When I ask whether the child enjoys sweets and cakes, meat broth or stock broth, I can obtain one of the following four answers: Since the two means of GABA production seem to have a different value for the organism (the way in which it utilizes glutamine seems to act as a reserve) already in this way I have to start hypothesizing 4 different neurochemical imbalances.
My therapeutic intervention would have to take account of 4 variations, given that everything else is the same, which is never the case.
But I think that l-gutamine, pyridoxine and a benzodiazepine could be a common point of departure.
When I then look into the symptoms related to serotonin, I can find evidence of deficiency, excess or normality. One of the symptoms which I can examine is the individual's ease in falling asleep.
This is all to show that, on average, I take a year to understand a child's neurochemical imbalance because often some symptoms are hidden by other, more evident ones. It is not always an easy job.
To arrive at this point I therefore need to see the child every three months for the first year of therapy which goes ahead on the basis of successive approximations. The starting point is an attempt to correct, by means of low medicinal dosages, the most obvious imbalances.
The drugs I mostly use are listed in table following table.

Table 1:drug used (mg/day if not otherwise indicated)
alphaketoglutarate of pyridoxine300-600
alphatokopherol50-100
arginini pidolas250
amitryptiline3-10
baclofen2.5-5
biotin2.5-5
bromazepam1-2.5
carbamazepin50-200
carnitine500-1000
clonidine0.05-0.15
chlordesmethyldiazepam0.2-0.5
chlotiapine3.3-9.9
deanol emisuccinate1000-2000
diazepam1-3
phosfatidilserine50-100
gammaidroxybutirate500
5-hydroxytriptophan25-100
l-glutamine125-500
methyltetrahydrofolate7.5
nicotinamide50-100
oxazepam5-10
oxiracetam800
pantotenate150-300
piracetam800
pyridoxine75-150
pyridoxol dimaleate150-300
pyritinol50-100
s-adenosil-l-methionine100-200
thiamine75-150
viloxazine25-100
glutamine + pemoline(5+5)-(90+10)
thiamine + pyridoxine + cyanocobalamine gamma   125mg+125mg+250

Three final problems.
The extra chromosome exists in every cell, will stay there for life, and will give problems for life.
It therefore follows that my therapy is substitutive and not curative,and will need to carry on throughout the subject's life but undergoing modification to account for age.
This is a balanced therapy which can be interrupted at any time without consequence, as indeed the parents do often when other treatment is necessary, usually for respiratory infection.

> Information:
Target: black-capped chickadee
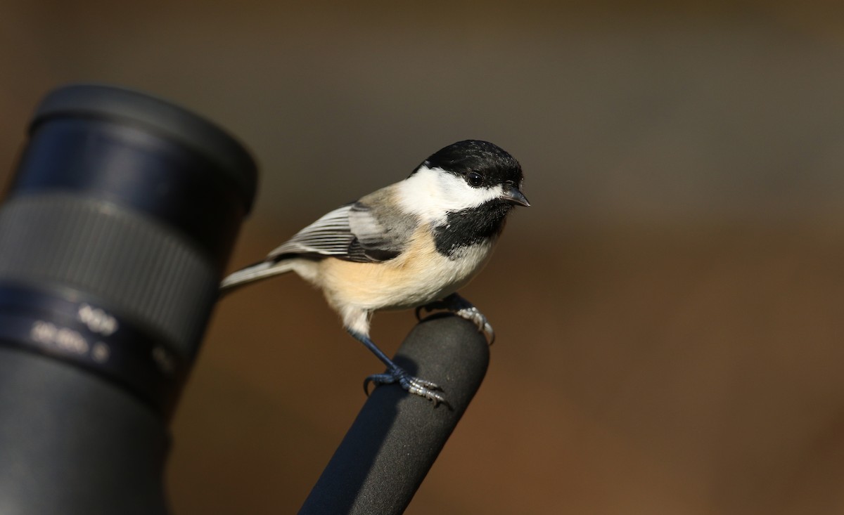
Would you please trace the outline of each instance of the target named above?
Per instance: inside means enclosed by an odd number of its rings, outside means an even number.
[[[446,402],[436,384],[397,366],[369,336],[380,309],[445,308],[493,336],[486,318],[457,294],[487,262],[515,206],[529,206],[522,167],[492,143],[457,142],[407,179],[335,209],[261,262],[226,277],[228,292],[295,271],[321,288],[344,327],[387,365],[364,388],[398,382],[412,394]]]

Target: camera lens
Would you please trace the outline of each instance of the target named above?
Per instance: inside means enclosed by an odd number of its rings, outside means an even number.
[[[0,349],[83,367],[167,416],[255,196],[231,137],[105,85],[41,103],[0,208]]]

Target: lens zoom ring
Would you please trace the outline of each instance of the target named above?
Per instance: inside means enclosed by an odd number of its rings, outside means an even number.
[[[57,283],[101,297],[105,308],[151,326],[191,356],[218,282],[179,236],[99,200],[11,198],[0,211],[0,280]]]

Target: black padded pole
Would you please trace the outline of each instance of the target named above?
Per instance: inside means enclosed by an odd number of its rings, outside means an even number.
[[[453,315],[423,320],[394,357],[439,384],[451,407],[396,384],[376,388],[311,491],[300,515],[399,514],[410,503],[480,386],[490,362],[484,336]]]

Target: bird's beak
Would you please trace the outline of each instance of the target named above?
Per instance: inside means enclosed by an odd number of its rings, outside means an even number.
[[[528,201],[528,198],[525,197],[525,194],[522,193],[522,190],[516,186],[506,186],[504,188],[504,195],[501,196],[501,198],[510,201],[513,204],[524,206],[525,207],[530,206],[530,202]]]

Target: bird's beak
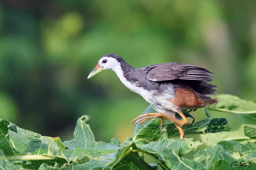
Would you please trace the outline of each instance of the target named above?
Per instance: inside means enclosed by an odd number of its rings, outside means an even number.
[[[99,63],[98,63],[97,65],[96,65],[95,68],[94,68],[93,70],[92,70],[91,73],[90,73],[90,74],[88,76],[88,77],[87,77],[87,79],[90,79],[94,75],[100,73],[102,71],[102,67],[100,67],[99,65]]]

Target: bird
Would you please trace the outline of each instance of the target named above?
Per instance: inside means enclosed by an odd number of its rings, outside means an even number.
[[[114,71],[128,89],[141,95],[157,112],[140,115],[131,123],[139,118],[135,124],[160,118],[162,128],[163,119],[166,119],[173,122],[180,138],[185,134],[180,125],[189,123],[182,111],[202,108],[218,101],[218,98],[209,96],[216,93],[217,86],[210,83],[215,78],[214,74],[199,66],[169,62],[135,68],[121,57],[108,53],[100,58],[88,79],[108,69]],[[182,119],[176,118],[176,113]]]

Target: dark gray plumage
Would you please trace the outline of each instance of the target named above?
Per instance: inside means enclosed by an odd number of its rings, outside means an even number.
[[[146,90],[161,90],[170,83],[176,87],[192,89],[201,98],[210,98],[206,95],[216,93],[215,88],[217,86],[208,83],[214,78],[213,73],[199,66],[170,62],[134,68],[117,55],[108,54],[102,57],[106,56],[118,60],[124,77],[131,83],[136,82],[137,86]]]
[[[88,79],[102,70],[114,71],[121,81],[131,91],[142,96],[154,106],[158,113],[148,113],[137,117],[135,124],[142,123],[150,119],[161,118],[172,122],[178,128],[180,138],[184,131],[180,127],[189,123],[182,110],[199,109],[218,102],[216,97],[211,98],[216,86],[209,82],[214,78],[212,72],[200,67],[176,63],[167,63],[134,68],[121,57],[108,54],[99,61]],[[177,113],[182,121],[175,117]]]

> What this exercise asks:
A. In the passage on a child's neurochemical therapy, list every food or dish named in the question the writer asks about what the child enjoys.
B. Write a continuation of the passage on a child's neurochemical therapy that picks up right after its last sentence.
You will not need the entries for anything here.

> Response list:
A. Sweets, cakes, meat broth, stock broth

B.
After a certain period of time, as the subject ages, some symptoms which had improved or were eradicated by the therapy start to reappear again or other new symptoms arise.
Finally the big fear: the toxicity of the medicines used. I use mainly physiological substances, and in any case, the medicines are prescribed are all at low dosages.
To parents who nevertheless have doubts, I always recommend laboratory analysis, even more than once a year.
I know that these have been undertaken in many cases and as yet no report of toxicity has been made to me.
We have however found some allergy to one drug, carbamazepine, which can in fact cause this, as well as some cases of excitement caused by glutamine + pemoline.
I prefer to repeat myself to emphasize the point that the pharmacological therapies which I prescribe are completely compatible with any intervention programme of a senso-, psycho-, and neuro-motor, orthophonic, logopedic, psycho-pedagogic, behavioral, occupational etc. They can indeed constitute an aid, at times an indispensible necessity, so that such programmes produce maximum results.
There would be so many more points to clarify, especially for my fellow specialists.
In any case I will continue to publish research on particular aspects and results, both in Italy and abroad, as we gradually move forwards one step at a time. I do not intend to use any double-blind investigation for this, which I consider to be questionable from an ethical point of view, but where possible only the control group. However longer and more insecure it may be, I have chosen not to interfere in any way with the primary objective of the goal, that is to bring relief to the patients and their families.